• **Text excerpt**:
Postby Hoot » Fri Jun 17, 2011 2:03 pm

Jim in Houston wrote:
Hoot wrote:At the range today fire forming .284 cases, I took some experimental loads that seemed too good to be true for an accuracy load.

Here's the recipe:
Hornady 450b Once Fired Brass, Tumbled, Sorted by length 1.694"
Flash Holes and Primer Pockets normalized
Standard resizing using the Hornady decapper
Deburred mouth inside and out
CCI BR4 primers
35gr Alliant 2400
225 FTX Bullet seated to 2.15 OAL
Hornady Taper Crimp to .477
No expander die
Average Velocity for 10 rounds = 2222 fps
Standard Deviation 5.6 !!!
Little to no sooting
No signs of case distress. Supra-Web diam .5005"
75 deg F Altitude 1000 Ft. RH 65%
5-shot groups at 100 yd
1.125"
0.975"
Best 4 of 5
.625"
.750"

I didn't really feel like I was in the zone. These just flew magnificently. I swear it was like I could do no wrong. Highly recommend.

Hoot



Looking through the 225 FTX Going the Other Way Too thread, the above recipe seems to be the "final" word on loading the 225 FTX into the Bushmaster 450 brass? Just asking.


Absolutely not Jim. We need more folks on the benches, with good optics or lead sleds, developing better loads, with more kinds of bullets and powders. Actually, if someone else reports the same results as I got, maybe, just maybe, Eric will one day add them to the database and we'll have a central, easy to find, repository that has more than 2 year old, or older data .

[Named object pointing listing]
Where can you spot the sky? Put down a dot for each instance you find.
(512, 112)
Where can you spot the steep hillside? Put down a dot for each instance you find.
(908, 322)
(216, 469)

• **Your tasks**:
1 > In the reloading forum post, what are all the group sizes reported at 100 yards?
2 > Could you switch "Put down a dot" to "Mark a point" throughout the listing and give it back otherwise unchanged?

• **Problem solutions**:
1 > 1.125", 0.975", .625", .750"

2 >
Where can you spot the sky? Mark a point for each instance you find.
(512, 112)
Where can you spot the steep hillside? Mark a point for each instance you find.
(908, 322)
(216, 469)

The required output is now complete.